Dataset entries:
......

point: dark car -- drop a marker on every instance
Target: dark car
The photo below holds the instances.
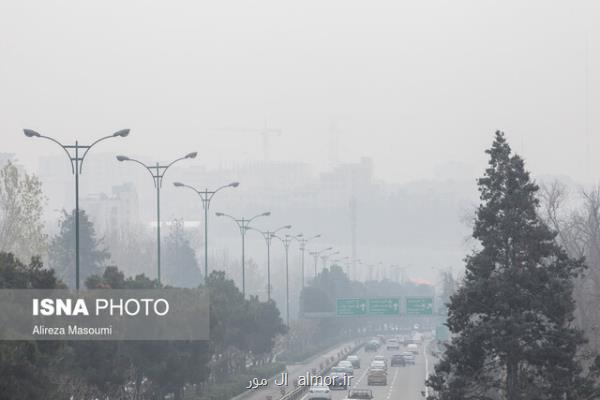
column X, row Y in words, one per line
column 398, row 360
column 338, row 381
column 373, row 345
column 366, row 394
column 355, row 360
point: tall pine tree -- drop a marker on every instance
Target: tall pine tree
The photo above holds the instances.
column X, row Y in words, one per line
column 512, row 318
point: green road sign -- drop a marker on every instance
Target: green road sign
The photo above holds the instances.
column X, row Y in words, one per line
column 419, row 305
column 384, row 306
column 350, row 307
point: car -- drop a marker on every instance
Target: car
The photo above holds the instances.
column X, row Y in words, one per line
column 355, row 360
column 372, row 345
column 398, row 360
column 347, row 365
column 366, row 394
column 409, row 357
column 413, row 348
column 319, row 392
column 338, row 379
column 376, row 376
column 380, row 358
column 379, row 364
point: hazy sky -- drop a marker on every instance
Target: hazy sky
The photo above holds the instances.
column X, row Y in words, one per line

......

**How to complete this task**
Would you retype the entries above in full, exactly as written, minus the pictures?

**Answer to the exercise**
point: dark car -- drop a marker on every instance
Target: dark car
The photo below holds the instances.
column X, row Y in words, one per line
column 398, row 360
column 338, row 381
column 373, row 345
column 366, row 394
column 355, row 360
point: tall pine tree -- drop a marker on every instance
Target: tall pine tree
The photo above holds the instances.
column X, row Y in words, one per line
column 512, row 318
point: green road sign -- drop a marker on every instance
Target: green road sign
The photo above holds the instances.
column X, row Y in words, one per line
column 419, row 305
column 384, row 306
column 350, row 307
point: car -- drop a marker on every instance
Target: car
The photo above holds the instances.
column X, row Y in words, one per line
column 355, row 360
column 372, row 345
column 398, row 360
column 347, row 365
column 366, row 394
column 409, row 357
column 413, row 348
column 319, row 392
column 338, row 379
column 376, row 376
column 380, row 358
column 379, row 364
point: hazy sky -- drop a marker on every instance
Target: hazy sky
The photo above holds the instances.
column X, row Y in words, one per line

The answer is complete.